> [BRIEF] Pick out every line of the records that contains the word "white", treating uppercase and lowercase as different, and copy each of those lines in full.

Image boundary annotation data
● ● ● ●
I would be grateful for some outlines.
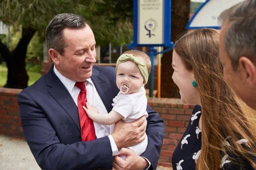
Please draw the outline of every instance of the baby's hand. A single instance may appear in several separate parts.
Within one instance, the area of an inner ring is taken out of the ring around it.
[[[86,110],[89,118],[93,120],[94,116],[96,116],[96,114],[98,114],[98,111],[92,105],[89,104],[88,102],[86,103],[86,105],[87,108],[84,106],[82,106],[82,108]]]

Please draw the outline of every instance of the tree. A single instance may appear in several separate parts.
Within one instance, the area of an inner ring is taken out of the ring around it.
[[[56,14],[72,12],[78,0],[8,0],[0,2],[0,20],[10,26],[22,26],[22,37],[13,50],[0,40],[0,54],[8,68],[4,87],[24,88],[28,86],[28,77],[26,70],[27,48],[34,33],[44,34],[49,20]]]
[[[56,14],[71,12],[84,16],[96,33],[98,44],[111,40],[114,44],[124,44],[130,42],[132,36],[132,5],[129,0],[1,0],[0,20],[14,27],[21,26],[22,32],[13,50],[0,40],[0,54],[8,68],[4,87],[24,88],[28,86],[25,68],[28,46],[36,32],[44,36],[48,22]]]
[[[175,42],[177,36],[185,30],[188,21],[190,0],[172,1],[172,41]],[[162,60],[161,97],[179,98],[178,88],[172,80],[174,70],[171,64],[172,50],[165,53]]]

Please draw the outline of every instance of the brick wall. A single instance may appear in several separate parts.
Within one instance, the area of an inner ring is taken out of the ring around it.
[[[17,95],[20,89],[0,88],[0,134],[23,138]]]
[[[172,166],[172,155],[188,124],[194,106],[183,104],[180,99],[150,98],[148,103],[158,112],[164,122],[165,137],[159,165]]]
[[[0,134],[24,138],[16,100],[20,90],[0,88]],[[165,138],[159,164],[170,167],[172,152],[185,130],[194,106],[184,104],[178,98],[150,98],[148,103],[164,122]]]

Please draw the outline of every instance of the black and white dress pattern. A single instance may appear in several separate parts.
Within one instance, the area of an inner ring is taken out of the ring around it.
[[[196,105],[188,128],[172,154],[174,170],[195,170],[201,151],[201,130],[198,128],[200,116],[201,107]]]
[[[174,170],[196,170],[196,164],[201,152],[202,131],[198,128],[200,116],[201,107],[196,105],[188,128],[172,154],[172,163]],[[242,140],[240,142],[244,142],[245,140]],[[220,170],[254,170],[247,161],[244,160],[242,164],[236,164],[231,162],[229,156],[228,154],[224,156],[220,165]]]

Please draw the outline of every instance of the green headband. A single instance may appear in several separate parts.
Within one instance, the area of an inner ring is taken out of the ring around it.
[[[137,65],[137,66],[140,72],[140,74],[143,77],[145,84],[148,82],[148,68],[144,60],[141,58],[136,58],[134,55],[130,54],[124,54],[120,56],[116,61],[116,70],[117,70],[118,65],[122,62],[124,62],[128,60],[130,60]]]

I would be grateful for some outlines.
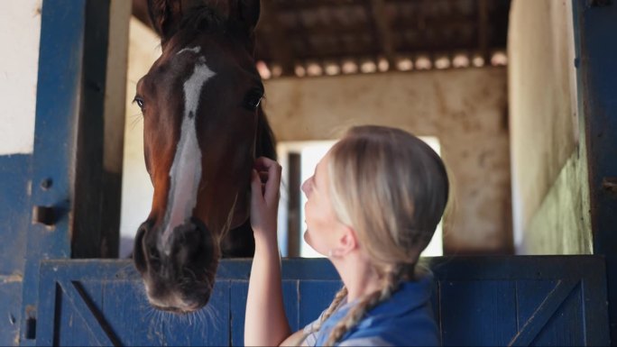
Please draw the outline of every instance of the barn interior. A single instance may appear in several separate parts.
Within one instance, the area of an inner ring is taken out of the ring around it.
[[[607,329],[614,344],[614,1],[262,3],[255,53],[289,168],[279,224],[291,257],[283,263],[297,269],[290,293],[330,300],[327,288],[340,287],[325,260],[294,258],[310,256],[298,240],[301,196],[289,193],[306,177],[302,161],[348,126],[391,125],[426,139],[450,170],[452,204],[431,253],[447,256],[432,258],[445,290],[444,345],[533,344],[542,334],[535,344],[606,345]],[[134,318],[152,308],[125,259],[152,199],[143,121],[130,103],[160,54],[143,1],[3,5],[0,344],[174,344],[162,330],[135,333],[149,327]],[[546,254],[554,256],[533,256]],[[220,281],[236,286],[235,297],[219,292],[220,312],[235,315],[228,333],[212,334],[221,339],[242,333],[234,324],[250,260],[222,263],[237,267]],[[302,280],[327,290],[296,290],[307,269],[318,276]],[[297,313],[321,306],[296,298]],[[474,319],[460,319],[470,312]],[[106,315],[120,315],[126,340],[105,340]],[[202,329],[194,333],[185,344],[204,343]],[[82,333],[97,336],[75,339]]]
[[[304,171],[292,167],[306,161],[299,154],[318,158],[345,128],[365,123],[428,138],[448,166],[454,194],[428,255],[590,252],[585,220],[554,215],[584,208],[574,195],[566,203],[554,197],[578,185],[557,180],[560,171],[572,178],[568,172],[581,170],[570,158],[578,135],[569,7],[520,2],[511,11],[508,0],[263,1],[255,56],[287,178],[279,223],[283,254],[314,254],[299,236],[298,187],[312,172],[308,164]],[[134,0],[132,14],[121,255],[130,252],[152,199],[139,109],[130,101],[135,81],[160,54],[146,2]],[[539,93],[547,88],[549,101]],[[539,119],[539,112],[550,116]]]

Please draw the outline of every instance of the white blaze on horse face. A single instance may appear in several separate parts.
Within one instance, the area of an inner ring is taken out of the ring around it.
[[[184,49],[180,52],[199,52],[199,47]],[[170,171],[170,192],[163,221],[161,249],[169,255],[169,239],[173,230],[189,221],[195,205],[201,180],[201,151],[197,138],[195,118],[199,106],[199,96],[206,82],[215,73],[206,65],[206,59],[199,57],[193,74],[184,82],[184,114],[173,164]]]

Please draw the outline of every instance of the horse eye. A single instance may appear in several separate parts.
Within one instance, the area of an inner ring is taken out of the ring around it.
[[[139,96],[135,96],[135,98],[133,99],[133,102],[136,103],[137,105],[139,106],[139,108],[143,109],[143,98],[141,98]]]
[[[257,111],[262,96],[262,93],[249,93],[244,98],[244,107],[249,111]]]

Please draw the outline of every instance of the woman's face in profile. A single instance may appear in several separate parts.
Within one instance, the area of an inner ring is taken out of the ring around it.
[[[302,184],[302,191],[307,196],[304,205],[307,231],[304,240],[322,255],[327,255],[328,251],[335,246],[336,233],[333,232],[340,224],[330,199],[327,176],[329,159],[328,152],[316,167],[313,176]]]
● ● ● ●
> [RESULT OF THE TASK]
Please draw the outline of every instance of the black and white dress pattern. A single instance may appear in several separate parts.
Please draw the outline of every instance of the white blaze on horse face. A single instance may appear in several separate parts.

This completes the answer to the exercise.